▶ **Problem**:
Rewrite the records with every occurrence of "Target" changed to "Object", keeping everything else unchanged.
— Start Provided information —
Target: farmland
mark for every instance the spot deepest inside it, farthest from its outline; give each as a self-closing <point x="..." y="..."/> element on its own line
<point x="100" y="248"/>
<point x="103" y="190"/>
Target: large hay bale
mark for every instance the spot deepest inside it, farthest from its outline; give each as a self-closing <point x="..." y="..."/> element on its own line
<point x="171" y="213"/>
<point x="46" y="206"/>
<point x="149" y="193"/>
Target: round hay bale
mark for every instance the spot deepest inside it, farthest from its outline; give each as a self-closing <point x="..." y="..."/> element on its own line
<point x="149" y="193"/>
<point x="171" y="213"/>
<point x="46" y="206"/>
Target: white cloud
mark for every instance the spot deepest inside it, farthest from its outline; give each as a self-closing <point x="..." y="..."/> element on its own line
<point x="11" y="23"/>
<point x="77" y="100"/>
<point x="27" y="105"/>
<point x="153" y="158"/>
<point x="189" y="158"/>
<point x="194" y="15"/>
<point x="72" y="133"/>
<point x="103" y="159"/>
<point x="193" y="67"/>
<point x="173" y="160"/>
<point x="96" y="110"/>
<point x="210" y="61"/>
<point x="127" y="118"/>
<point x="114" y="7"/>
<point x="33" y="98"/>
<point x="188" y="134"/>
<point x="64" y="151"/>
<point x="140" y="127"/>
— End Provided information —
▶ **Result**:
Object: farmland
mark for every instance the spot deepest inside it, farthest from its outline; give each as a self-closing <point x="..." y="..."/> element on its own line
<point x="100" y="248"/>
<point x="103" y="190"/>
Object: large hay bale
mark for every instance the spot deepest inside it, farthest from its outline; give each as a self-closing <point x="..." y="..."/> element on its own line
<point x="171" y="213"/>
<point x="46" y="206"/>
<point x="149" y="193"/>
Object: round hay bale
mark for every instance the spot deepest inside it, farthest from its outline; give each as a self-closing <point x="..." y="..."/> element on its own line
<point x="149" y="193"/>
<point x="171" y="213"/>
<point x="46" y="206"/>
Object: white cloud
mark for every instance the spot deepest inside it, farthest from its outline; give each as a self-closing <point x="..." y="..."/> element on its own line
<point x="11" y="23"/>
<point x="77" y="100"/>
<point x="27" y="105"/>
<point x="153" y="158"/>
<point x="189" y="158"/>
<point x="194" y="15"/>
<point x="72" y="133"/>
<point x="103" y="159"/>
<point x="193" y="67"/>
<point x="173" y="160"/>
<point x="96" y="110"/>
<point x="210" y="61"/>
<point x="127" y="118"/>
<point x="114" y="7"/>
<point x="33" y="98"/>
<point x="188" y="134"/>
<point x="64" y="151"/>
<point x="140" y="127"/>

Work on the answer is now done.